◆ Schriftliche Aufgabe 1:
Können Sie die Zeilen, nicht den Textauszug, unverändert abschreiben, beginnend mit der ersten Zeile und bis einschließlich der Zeile mit „[[615, 438], [552, 351]]“?

◆ Textauszug:
____
Die technische Basis der Speed Twin ist die 1200er Thruxton. Die ist mit Stummellenker der Café Racer (demnächst wahrscheinlich: Café Racer Modern Classic) dieser Abteilung, aber es gibt einen entscheidenden Unterschied: Die Speed Twin ist nur 217 Kilo leicht. Warum das wichtig ist, dazu kommen wir später.

Ansonsten überzeugt die Triumph mit piekfeinen Details wie den Faltenbelägen zum Schutz der hochwertigen Cartridge-Gabel, den feinen Gittern im Seitendeckel sowie analogen Anzeigen für Drehzahlmesser und Tacho im Cockpit. Die Triumph ist nicht detailverliebt, das ist zu wenig. Gibt’s den Begriff „Detailverheiratet“? Ganz klar: Die Triumph sieht schon im Stand klasse aus, auch bei näherer Betrachtung lassen sich keine Verarbeitungsmängel aufspüren. Der Mehraufwand, zum Beispiel echtes Alu zu verwenden, hebt das Bike eine Stufe höher.
____
◆ Schriftliche Aufgabe 2:
Wie lässt sich der Textauszug über die Speed Twin in zwei Sätzen zusammenfassen?
____
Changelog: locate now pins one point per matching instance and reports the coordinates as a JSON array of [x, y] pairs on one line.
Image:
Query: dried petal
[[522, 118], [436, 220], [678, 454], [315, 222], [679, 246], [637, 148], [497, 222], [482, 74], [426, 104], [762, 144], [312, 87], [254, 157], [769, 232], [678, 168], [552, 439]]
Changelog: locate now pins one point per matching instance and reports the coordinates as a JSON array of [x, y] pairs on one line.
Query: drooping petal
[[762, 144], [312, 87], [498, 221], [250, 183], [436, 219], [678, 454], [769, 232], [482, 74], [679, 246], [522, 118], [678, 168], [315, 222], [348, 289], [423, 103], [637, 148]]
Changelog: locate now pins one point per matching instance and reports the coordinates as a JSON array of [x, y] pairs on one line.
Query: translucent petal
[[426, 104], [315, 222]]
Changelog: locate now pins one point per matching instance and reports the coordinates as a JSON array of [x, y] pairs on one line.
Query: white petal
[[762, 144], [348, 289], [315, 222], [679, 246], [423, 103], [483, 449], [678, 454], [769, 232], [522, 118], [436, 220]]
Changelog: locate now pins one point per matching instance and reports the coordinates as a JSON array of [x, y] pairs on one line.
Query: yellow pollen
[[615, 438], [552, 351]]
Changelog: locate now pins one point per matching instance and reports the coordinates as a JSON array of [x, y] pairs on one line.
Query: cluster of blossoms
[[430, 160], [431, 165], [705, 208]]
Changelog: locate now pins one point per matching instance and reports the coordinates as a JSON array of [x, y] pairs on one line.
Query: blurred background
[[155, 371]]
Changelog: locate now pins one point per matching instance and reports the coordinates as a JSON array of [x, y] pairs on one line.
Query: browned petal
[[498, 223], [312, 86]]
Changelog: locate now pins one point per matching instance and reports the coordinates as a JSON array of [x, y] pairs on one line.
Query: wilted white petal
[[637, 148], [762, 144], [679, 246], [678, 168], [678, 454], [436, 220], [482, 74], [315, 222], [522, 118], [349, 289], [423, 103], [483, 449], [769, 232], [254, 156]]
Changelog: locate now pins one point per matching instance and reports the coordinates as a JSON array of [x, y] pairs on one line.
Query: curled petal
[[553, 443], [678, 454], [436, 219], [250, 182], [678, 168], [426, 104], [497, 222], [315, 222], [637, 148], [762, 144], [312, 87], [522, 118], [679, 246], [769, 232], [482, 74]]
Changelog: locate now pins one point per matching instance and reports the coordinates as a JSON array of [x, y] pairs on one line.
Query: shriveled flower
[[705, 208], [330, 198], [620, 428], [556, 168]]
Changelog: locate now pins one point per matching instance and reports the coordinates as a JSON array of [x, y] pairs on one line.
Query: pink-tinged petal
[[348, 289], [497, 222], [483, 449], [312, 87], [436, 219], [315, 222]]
____
◆ Lösung der Aufgabe 1:
Changelog: locate now pins one point per matching instance and reports the coordinates as a JSON array of [x, y] pairs on one line.
Image:
Query: dried petal
[[522, 118], [436, 220], [678, 454], [315, 222], [679, 246], [637, 148], [497, 222], [482, 74], [426, 104], [762, 144], [312, 87], [254, 157], [769, 232], [678, 168], [552, 439]]
Changelog: locate now pins one point per matching instance and reports the coordinates as a JSON array of [x, y] pairs on one line.
Query: drooping petal
[[762, 144], [312, 87], [498, 221], [250, 183], [436, 219], [678, 454], [769, 232], [482, 74], [679, 246], [522, 118], [678, 168], [315, 222], [348, 289], [423, 103], [637, 148]]
Changelog: locate now pins one point per matching instance and reports the coordinates as a JSON array of [x, y] pairs on one line.
Query: translucent petal
[[426, 104], [315, 222]]
Changelog: locate now pins one point per matching instance and reports the coordinates as a JSON array of [x, y] pairs on one line.
Query: white petal
[[762, 144], [348, 289], [315, 222], [679, 246], [423, 103], [483, 449], [678, 454], [769, 232], [522, 118], [436, 220]]
Changelog: locate now pins one point per matching instance and reports the coordinates as a JSON array of [x, y] pairs on one line.
Query: yellow pollen
[[615, 438], [552, 351]]

◆ Lösung der Aufgabe 2:
Die Speed Twin beruht technisch auf der 1200er Thruxton, wiegt aber als entscheidender Unterschied nur 217 Kilo. Mit feinen Details wie Faltenbelägen an der Cartridge-Gabel, Gittern im Seitendeckel und analogen Anzeigen sieht die Triumph schon im Stand klasse aus, und Verarbeitungsmängel lassen sich keine aufspüren.